## Provided passage
- - -
Mortimer Neal Thomson (September 2, 1831 – June 25, 1875) was an American journalist and humorist who wrote under the pseudonym Q. K. Philander Doesticks. He was born in Riga, New York and grew up in Ann Arbor, Michigan. He attended Michigan University but was expelled along with several others either for his involvement in secret societies or for "too much enterprise in securing subjects for the dissecting room." After a brief period working in theater, he became a journalist and lecturer.

For his published writings, he used the pen name "Q. K. Philander Doesticks, P. B.", a pseudonym he had first used in university (the full version is "Queer Kritter Philander Doesticks, Perfect Brick"). A collection published in 1855, Doesticks What He Says, reprinted many of his pieces. In 1856 he wrote Plu-Ri-Bus-Tah, a parody of Henry Wadsworth Longfellow's The Song of Hiawatha. Thomson is credited with coining terms including brass knuckles, gutter-snipe, good and ready, and grin and bear it.
- - -
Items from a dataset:
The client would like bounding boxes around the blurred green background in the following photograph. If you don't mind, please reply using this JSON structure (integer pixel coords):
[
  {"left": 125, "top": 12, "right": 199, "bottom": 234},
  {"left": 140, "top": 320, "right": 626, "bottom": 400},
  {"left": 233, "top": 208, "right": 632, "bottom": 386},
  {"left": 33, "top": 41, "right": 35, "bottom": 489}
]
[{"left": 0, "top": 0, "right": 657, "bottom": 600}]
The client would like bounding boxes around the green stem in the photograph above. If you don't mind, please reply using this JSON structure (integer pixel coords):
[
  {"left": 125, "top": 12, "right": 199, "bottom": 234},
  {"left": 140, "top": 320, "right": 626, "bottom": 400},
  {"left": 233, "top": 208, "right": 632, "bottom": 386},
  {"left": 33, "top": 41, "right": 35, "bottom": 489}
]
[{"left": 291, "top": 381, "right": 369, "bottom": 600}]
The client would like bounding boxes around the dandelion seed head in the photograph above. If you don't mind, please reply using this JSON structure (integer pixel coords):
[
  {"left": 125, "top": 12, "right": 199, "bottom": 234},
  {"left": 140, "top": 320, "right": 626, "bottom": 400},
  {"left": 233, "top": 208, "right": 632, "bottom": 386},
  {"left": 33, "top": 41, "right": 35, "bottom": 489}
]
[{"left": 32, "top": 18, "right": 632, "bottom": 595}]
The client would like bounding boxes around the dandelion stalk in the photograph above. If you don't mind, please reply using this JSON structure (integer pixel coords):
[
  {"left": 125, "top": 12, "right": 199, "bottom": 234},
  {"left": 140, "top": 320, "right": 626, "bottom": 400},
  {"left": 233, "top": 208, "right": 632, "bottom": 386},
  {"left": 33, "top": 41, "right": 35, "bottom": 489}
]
- - -
## Task requirements
a) Return the part of the Mortimer Neal Thomson passage that opens with the words containing "Mortimer Neal Thomson" and closes with "journalist and lecturer.".
b) Supply the next part of the Mortimer Neal Thomson passage, starting after its last sentence.

## Answers to this exercise
a)
Mortimer Neal Thomson (September 2, 1831 – June 25, 1875) was an American journalist and humorist who wrote under the pseudonym Q. K. Philander Doesticks. He was born in Riga, New York and grew up in Ann Arbor, Michigan. He attended Michigan University but was expelled along with several others either for his involvement in secret societies or for "too much enterprise in securing subjects for the dissecting room." After a brief period working in theater, he became a journalist and lecturer.

b)
In on October 31, 1857 he married Anna Houston Van Cleve, daughter of Horatio P. Van Cleve and Charlotte Ouisconsin Clark Van Cleve. She died shortly after giving birth to a son, Mark Van Cleve Thompson, in December 1858. Three months later, Thomson went to Savannah, Georgia posing as a buyer for the Great Slave Auction while undercover for the New-York Tribune. He then published a biting article titled, "What Became of the Slaves on a Georgia Plantation?", which was later published as a pamphlet in 1863 by the American Anti-slavery Society and translated into several languages. The title of the pamphlet included the subtitle: "A Sequel to Mrs. Kemble's Journal" in reference to Journal of a Residence on a Georgian Plantation 1838-1839 written by Fanny Kemble, based on her first-hand accounts of the plantation owned by her husband and seller of the auction, Pierce Mease Butler.

In May 1861, Thomson married Grace Harrington Eldredge, daughter of Fanny Fern and Charles Harrington Eldredge. They had one daughter, Grace Ethel Thomson, on December 1, 1862. Grace Harrington Eldredge died several weeks later. Grace Ethel was then adopted by her maternal grandmother, Fanny Fern and her step-grandfather James Parton. Grace Ethel would later change her name to Ethel Parton and become a well-known writer of children's books.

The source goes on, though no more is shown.